WHAT YOU HAVE TO DO
When you reach the records, transcribe each one exactly.

++++ DATA SHOWN ++++

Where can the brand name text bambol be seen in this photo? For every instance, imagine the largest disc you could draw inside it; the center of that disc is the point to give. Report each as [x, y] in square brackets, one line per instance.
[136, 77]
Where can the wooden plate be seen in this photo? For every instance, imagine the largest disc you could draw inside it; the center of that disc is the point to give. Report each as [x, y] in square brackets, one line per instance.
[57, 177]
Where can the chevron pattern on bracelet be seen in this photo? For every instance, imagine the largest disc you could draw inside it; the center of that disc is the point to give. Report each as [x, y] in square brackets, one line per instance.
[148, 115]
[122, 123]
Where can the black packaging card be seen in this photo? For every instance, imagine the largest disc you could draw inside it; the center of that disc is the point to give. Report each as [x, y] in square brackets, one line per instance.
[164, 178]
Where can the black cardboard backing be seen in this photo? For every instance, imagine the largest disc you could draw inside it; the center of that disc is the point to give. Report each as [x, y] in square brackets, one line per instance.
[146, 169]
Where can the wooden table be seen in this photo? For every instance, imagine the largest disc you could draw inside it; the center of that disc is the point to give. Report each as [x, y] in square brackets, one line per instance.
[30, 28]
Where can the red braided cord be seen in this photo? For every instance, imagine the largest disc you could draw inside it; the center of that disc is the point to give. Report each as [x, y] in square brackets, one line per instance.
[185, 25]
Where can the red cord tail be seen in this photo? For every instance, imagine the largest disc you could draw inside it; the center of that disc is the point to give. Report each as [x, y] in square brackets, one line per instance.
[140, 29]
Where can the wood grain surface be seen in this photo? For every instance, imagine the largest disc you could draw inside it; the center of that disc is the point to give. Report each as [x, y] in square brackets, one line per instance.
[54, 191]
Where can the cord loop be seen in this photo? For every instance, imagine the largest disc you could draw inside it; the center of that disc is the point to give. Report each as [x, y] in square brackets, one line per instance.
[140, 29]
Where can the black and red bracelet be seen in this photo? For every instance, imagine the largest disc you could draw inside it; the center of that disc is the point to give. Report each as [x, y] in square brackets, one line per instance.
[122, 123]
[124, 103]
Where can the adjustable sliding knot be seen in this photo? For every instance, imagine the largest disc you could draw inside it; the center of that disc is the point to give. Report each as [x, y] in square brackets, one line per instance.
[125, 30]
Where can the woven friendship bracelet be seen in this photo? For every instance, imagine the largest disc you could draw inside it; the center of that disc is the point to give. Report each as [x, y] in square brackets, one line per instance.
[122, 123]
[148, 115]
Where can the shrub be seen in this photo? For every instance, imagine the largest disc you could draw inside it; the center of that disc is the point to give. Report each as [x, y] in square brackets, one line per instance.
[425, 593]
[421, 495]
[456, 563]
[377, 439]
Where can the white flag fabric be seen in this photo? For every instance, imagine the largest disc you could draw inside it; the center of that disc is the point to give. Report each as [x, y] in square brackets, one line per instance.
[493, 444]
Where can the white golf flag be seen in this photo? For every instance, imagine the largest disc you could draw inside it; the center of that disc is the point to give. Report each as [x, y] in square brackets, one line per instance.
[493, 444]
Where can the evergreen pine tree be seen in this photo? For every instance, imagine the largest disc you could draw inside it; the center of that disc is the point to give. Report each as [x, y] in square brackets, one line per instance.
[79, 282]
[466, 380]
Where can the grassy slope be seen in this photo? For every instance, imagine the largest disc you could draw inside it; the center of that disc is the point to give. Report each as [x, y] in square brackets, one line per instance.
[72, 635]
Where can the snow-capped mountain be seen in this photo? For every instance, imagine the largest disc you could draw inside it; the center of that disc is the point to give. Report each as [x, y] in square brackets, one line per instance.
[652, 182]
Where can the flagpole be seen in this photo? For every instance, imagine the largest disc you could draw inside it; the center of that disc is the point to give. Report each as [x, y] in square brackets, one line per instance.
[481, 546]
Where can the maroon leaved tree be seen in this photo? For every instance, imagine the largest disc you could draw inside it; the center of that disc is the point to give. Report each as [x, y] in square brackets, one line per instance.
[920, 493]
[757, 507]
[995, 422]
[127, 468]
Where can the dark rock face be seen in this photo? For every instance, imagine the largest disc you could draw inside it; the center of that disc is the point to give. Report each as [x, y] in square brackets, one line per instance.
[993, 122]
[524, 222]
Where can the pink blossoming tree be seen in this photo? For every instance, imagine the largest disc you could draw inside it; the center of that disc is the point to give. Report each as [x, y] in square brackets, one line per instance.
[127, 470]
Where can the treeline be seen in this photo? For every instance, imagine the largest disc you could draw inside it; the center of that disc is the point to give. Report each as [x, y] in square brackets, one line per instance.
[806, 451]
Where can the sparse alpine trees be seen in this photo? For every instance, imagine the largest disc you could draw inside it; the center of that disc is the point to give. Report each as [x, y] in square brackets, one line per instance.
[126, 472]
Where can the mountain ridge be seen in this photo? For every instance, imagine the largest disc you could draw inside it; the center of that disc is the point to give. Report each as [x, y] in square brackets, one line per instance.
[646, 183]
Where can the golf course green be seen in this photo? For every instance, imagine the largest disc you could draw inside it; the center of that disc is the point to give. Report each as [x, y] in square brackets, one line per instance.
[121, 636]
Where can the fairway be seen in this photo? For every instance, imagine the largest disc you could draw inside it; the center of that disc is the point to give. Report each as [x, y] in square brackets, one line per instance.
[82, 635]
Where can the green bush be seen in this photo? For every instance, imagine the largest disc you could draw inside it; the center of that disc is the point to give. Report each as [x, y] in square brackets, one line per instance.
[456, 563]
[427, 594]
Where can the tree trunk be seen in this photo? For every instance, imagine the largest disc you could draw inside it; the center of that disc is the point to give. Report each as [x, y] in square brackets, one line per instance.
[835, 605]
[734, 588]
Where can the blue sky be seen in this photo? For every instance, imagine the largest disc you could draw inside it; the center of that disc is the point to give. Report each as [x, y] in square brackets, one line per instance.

++++

ANSWER TO THIS EXERCISE
Where can the brand name text bambol be seen in this photo? For every instance, imagine the largest disc you could draw inside it; the center of that disc is the point to give. Report each as [x, y] in square brackets, one line per instance.
[136, 77]
Where can the wooden plate be seen in this photo? For every instance, imagine the largest disc you could draw inside it; the center of that disc is the point to give. Report each as [x, y] in square brackets, one line per instance.
[57, 177]
Where can the chevron pattern on bracelet be seen in this photo? For every instance, imagine the largest disc you could draw inside it; the center of that disc is the point to give. Report each as [x, y] in square brackets, one line per instance.
[148, 115]
[122, 123]
Where can the black packaging card be seen in this photo? For every instance, imagine the largest disc you could draw inside it; the center of that disc is the point to give. Report each as [x, y] in square brackets, one line per instance.
[164, 178]
Where can the black cardboard backing be seen in this photo? For every instance, imagine the largest disc you could draw inside it; the center of that disc is the point to give. Report each as [x, y] in square brackets, one line per instance.
[146, 169]
Where can the wooden table be seen in this photo? For every instance, imagine the largest disc you could draw inside it; the center of that disc is the point to give. Report each as [x, y] in square brackets, one line per instance.
[30, 28]
Where can the red braided cord be seen in this photo? For every instance, imagine the largest disc you could draw inside it; the center of that disc is the point to give. Report each as [x, y] in square brackets, one line per instance.
[185, 25]
Where can the red cord tail be seen in this photo? For every instance, imagine the largest disc you could draw inside it; the center of that disc is the point to give. Report each as [x, y] in square brackets, one line per instance.
[140, 29]
Where can the wood grain surface be seen in this photo? For every instance, imagine the largest disc you could draw inside it; the center of that disc is the point to give. Report each as [x, y] in square brackets, one line per instance.
[54, 191]
Where can the cord loop be seen in this photo? For every instance, imagine the largest disc you could draw inside it; the center of that disc is the point to give. Report each as [x, y] in square brackets, one line per instance.
[140, 29]
Where can the black and red bracelet be seen in this photo? For every instance, imagine the largest disc you could draw inside it; the center of that disc is the point to give. Report each as [x, y] in square brackets, one line per instance.
[122, 123]
[124, 103]
Where can the adjustable sliding knot be seen in this photo? For every instance, imagine the largest disc you could draw inside it; the center of that disc is the point to give. Report each as [x, y] in square brackets, one line per instance.
[125, 30]
Where can the woven friendship bracelet be seen in this photo? For every instance, imagine the largest disc you could draw inside it; the center of that disc is the point to give. Report each as [x, y] in square brackets, one line per instance.
[122, 123]
[148, 115]
Where can the shrub be seen in this photo? For every instance, imagine the largest disc you could draw inside it; the center of that disc is the point to give. Report each as [x, y] in square brackets, one line per instance.
[425, 593]
[421, 495]
[456, 563]
[377, 439]
Where can the white flag fabric be seen in this photo? For every instance, imagine the largest disc you could draw inside it; the center of that disc is the point to give. Report each as [x, y] in square brackets, one line per instance.
[493, 444]
Where can the white golf flag be seen in this photo? For every instance, imagine the largest disc you could draw inside it; the center of that disc is the point to give. Report each as [x, y] in square brackets, one line per instance.
[493, 444]
Where can the evergreen pine tree be seen in this photo? For every instance, imagine the largest disc you could draw inside it; the center of that disc is the point to give. Report each as [x, y] in square brackets, one line per instance.
[79, 282]
[466, 380]
Where can the grassy slope be seen in this photo? For every instance, imagine the largest disc you could draw inside it; the center of that disc is the point to give. Report each as [x, y] in square brackets, one line per instance.
[72, 635]
Where can the snow-capped mountain be seen in this photo? For every instance, imagine the largest disc you could draw inside it; the center of that disc is the point to give. Report each as [x, y] in square brackets, one line per instance.
[652, 182]
Where can the flagpole be seen in this photo? For every instance, imagine the largest disc you could draw inside it; the center of that disc is the point to give. Report each as [x, y] in square brackets, one line per instance.
[481, 546]
Where can the maroon leaved tree be seen in this photo? For every instance, imagine the largest disc you could draw inside it; the center of that disc is the point to give. Report each as [x, y] in square brackets, one line per instance.
[920, 493]
[757, 507]
[995, 422]
[127, 468]
Where can the dark rock face be seen in this photo? For every instance, imagine the largest disc you could draw inside it; the center of that disc is the point to give. Report each as [x, y] in square brackets, one line per instance.
[993, 122]
[524, 222]
Where can the pink blossoming tree be seen in this photo? For every instance, imagine the largest disc you could draw inside it; the center of that disc is the point to give. Report each as [x, y] in square brackets, one line per instance.
[127, 470]
Where can the treeline be seen in this photo? For every instance, imagine the largest disc you could draw inside it; the center of that disc is the point to give. Report each as [x, y] in square brackets, one line per instance.
[806, 451]
Where can the sparse alpine trees be seen in this photo? For every instance, imagine the largest disc you could draw inside it; the center of that disc is the point to give. Report each as [x, y] in square brackets, one line per instance.
[126, 472]
Where can the mountain ridge be seen in this photo? For every instance, imagine the largest disc you could draw inside it; the center of that disc is the point to give. Report each as [x, y] in square brackets, one line per instance.
[646, 183]
Where can the golf course green be seen in this photo? For every instance, imagine the largest disc you could draw inside it; the center of that disc is the point to give. Report each as [x, y] in square brackets, one line per instance.
[121, 636]
Where can the fairway be seen in this photo? For every instance, imagine the largest disc you could draw inside it; the center of that disc is the point to give. Report each as [x, y] in square brackets, one line per instance.
[82, 635]
Where can the green bush be seen in this photo? For every instance, imagine the largest disc you could draw inside it; the center of that disc is the point to give. Report each as [x, y] in square brackets, one line per instance.
[456, 563]
[427, 594]
Where can the tree trunk be seen in this photo? For every instance, imagine the largest disc you could draw inside it; the center of that disc is the point to give. Report each as [x, y] in square brackets, one line per instance.
[835, 605]
[734, 588]
Where can the blue sky be seen in this photo? For every instance, imagine the largest disc you could draw inside it; the center of that disc is the point to give. Report each as [x, y] in square brackets, one line per instance.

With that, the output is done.